Excerpted text:
****************************************

Show HN: Chonky – a neural approach for text semantic chunking

Training a splitter based on existing paragraph conventions is really cool. Actually, that's a task I run into frequently (trying to turn YouTube auto-transcript blob of text into readable sentences). LLMs tend to rewrite the text a bit too much instead of just adding punctuation.

As for RAG, I haven't noticed LLMs struggling with poorly structured text (e.g. the YouTube wall of text blob can just be fed directly into LLMs), though I haven't measured this.

In fact my own "webgrep" (convert top 10 search results into text and run grep on them, optionally followed by LLM summary) works on the byte level (gave up chunking words, sentences and paragraphs entirely): I just shove the 1kb before and after the match into the context. This works fine because LLMs just ignore the "mutilated" word parts at the beginning and end.

The only downside of this approach is that if I was the LLM, I would probably be unhappy with my job!

As for semantic chunking (in the context of, maximize the relevance of stuff that goes into the LLM, or indeed as a semantic search for the user), I haven't solved it yet, but I can share one amusing experiment: to find the relevant part of the text (having already returned a mostly-relevant big chunk of text), chop off one sentence at a time and re-run the similarity check! So you "distil" the text down to that which is most relevant (according to the embedding model) to the user query.

This is very slow and stupid, especially in real-time (though kinda fun to watch), but kinda works for the "approximately one sentence answers my question" scenario. A much cheaper approximation here would just be to embed at the sentence level as well as the page/paragraph level.

****************************************

Dataset entries
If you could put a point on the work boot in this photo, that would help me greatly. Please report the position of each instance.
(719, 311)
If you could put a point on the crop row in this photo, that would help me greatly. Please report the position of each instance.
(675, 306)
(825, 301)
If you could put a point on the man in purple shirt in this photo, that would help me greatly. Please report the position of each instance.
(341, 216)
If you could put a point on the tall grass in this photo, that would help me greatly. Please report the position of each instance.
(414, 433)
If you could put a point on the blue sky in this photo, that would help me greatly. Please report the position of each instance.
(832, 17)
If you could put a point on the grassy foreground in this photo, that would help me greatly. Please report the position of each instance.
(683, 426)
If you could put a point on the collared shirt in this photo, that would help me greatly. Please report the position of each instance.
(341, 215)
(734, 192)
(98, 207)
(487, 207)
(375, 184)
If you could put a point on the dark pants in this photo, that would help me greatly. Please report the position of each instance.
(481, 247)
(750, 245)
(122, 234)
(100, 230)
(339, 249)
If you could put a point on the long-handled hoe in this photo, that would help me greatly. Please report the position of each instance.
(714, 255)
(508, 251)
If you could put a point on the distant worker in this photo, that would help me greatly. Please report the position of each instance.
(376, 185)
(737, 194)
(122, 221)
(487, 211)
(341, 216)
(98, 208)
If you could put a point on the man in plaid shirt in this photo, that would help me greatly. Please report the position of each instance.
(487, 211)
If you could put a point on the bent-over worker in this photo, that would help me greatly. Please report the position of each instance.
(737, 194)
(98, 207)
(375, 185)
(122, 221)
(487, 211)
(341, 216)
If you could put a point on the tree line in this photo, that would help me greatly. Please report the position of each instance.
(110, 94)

****************************************

Rewrite everything from "Training a splitter" down to "haven't measured this." in the Chonky thread, swapping each "LLMs" for "language models". This material was taken from a separate source.

Task solution:
Training a splitter based on existing paragraph conventions is really cool. Actually, that's a task I run into frequently (trying to turn YouTube auto-transcript blob of text into readable sentences). language models tend to rewrite the text a bit too much instead of just adding punctuation.

As for RAG, I haven't noticed language models struggling with poorly structured text (e.g. the YouTube wall of text blob can just be fed directly into language models), though I haven't measured this.